#### TASK REQUIREMENTS:
Aim for an exact copy of the listing, without any images.

#### INPUT DATA:

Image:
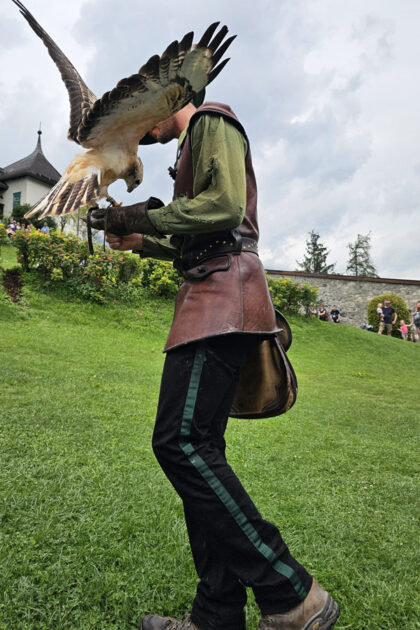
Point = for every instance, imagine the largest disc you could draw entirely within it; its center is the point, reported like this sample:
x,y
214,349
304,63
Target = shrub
x,y
292,296
397,303
106,275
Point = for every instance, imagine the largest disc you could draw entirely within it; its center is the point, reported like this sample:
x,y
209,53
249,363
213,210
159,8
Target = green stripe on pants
x,y
218,488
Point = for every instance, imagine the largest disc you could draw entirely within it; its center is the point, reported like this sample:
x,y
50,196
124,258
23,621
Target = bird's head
x,y
133,176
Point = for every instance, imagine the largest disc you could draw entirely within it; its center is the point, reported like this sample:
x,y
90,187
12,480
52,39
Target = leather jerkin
x,y
233,297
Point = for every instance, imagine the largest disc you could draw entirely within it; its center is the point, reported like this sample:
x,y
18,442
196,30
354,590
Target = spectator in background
x,y
390,317
11,228
335,315
415,322
403,330
323,313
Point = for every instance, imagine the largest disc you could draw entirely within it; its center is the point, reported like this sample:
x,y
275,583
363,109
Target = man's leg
x,y
199,380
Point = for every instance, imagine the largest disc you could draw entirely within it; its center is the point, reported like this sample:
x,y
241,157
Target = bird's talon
x,y
112,202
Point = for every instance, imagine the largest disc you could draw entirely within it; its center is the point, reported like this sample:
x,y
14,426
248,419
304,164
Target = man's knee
x,y
166,448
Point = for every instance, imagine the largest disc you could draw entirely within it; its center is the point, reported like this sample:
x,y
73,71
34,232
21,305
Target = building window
x,y
16,199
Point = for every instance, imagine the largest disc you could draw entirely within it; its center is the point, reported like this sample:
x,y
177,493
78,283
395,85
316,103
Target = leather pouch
x,y
268,384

#### RESPONSE:
Image:
Point = for every instance, imagine the largest disc you could draw entirely within it; its center is the point, reported like this sample:
x,y
214,349
304,63
Target = shrub
x,y
292,296
397,303
106,275
Point = for every instance, imagine the largest disc you could draw entirely within it; its center is the point, reported like this sample:
x,y
209,53
249,363
213,210
159,8
Target = green stripe on pants
x,y
218,488
Point = for every instance, imagine the largest disc you could draw entirely within it; its center is the point, reported like this sample:
x,y
50,196
124,258
23,621
Target = bird's head
x,y
133,176
Point = for every instance, imagine the largest disc you could draw entirely within it; its center is the point, reported like this sample:
x,y
90,187
12,480
52,39
Target = leather jerkin
x,y
233,297
Point = for every instance, imagine the largest disc you could draw entirely within it; its center is the point, reported like this sample:
x,y
18,442
196,30
354,590
Target = spectator in background
x,y
390,317
11,228
335,315
415,322
403,330
323,313
Point = for every instance, imagine the largest disc you could draw entirely within it; its center is the point, reported like this sample:
x,y
275,583
363,109
Target = man's leg
x,y
199,380
Point = for every instance, imagine the largest disc you could draw entirely within it; its center is the point, reported like this sample:
x,y
241,157
Target = bird's talon
x,y
112,202
Point = for every instance, imagine the largest disc you could draw entirely within it; its center is the point, reported like this sample:
x,y
14,426
248,419
304,164
Target = man's knee
x,y
166,448
Point = for every instance, imagine the largest disc you could draw entirely within it; its center is the point, reported like this sample:
x,y
73,71
34,232
21,305
Target = building window
x,y
16,199
Point = for every instance, imagine the largest disc you could draw entirely within it; its center is the point, reported like this sample:
x,y
177,493
78,283
395,85
316,103
Target = leather pouch
x,y
268,384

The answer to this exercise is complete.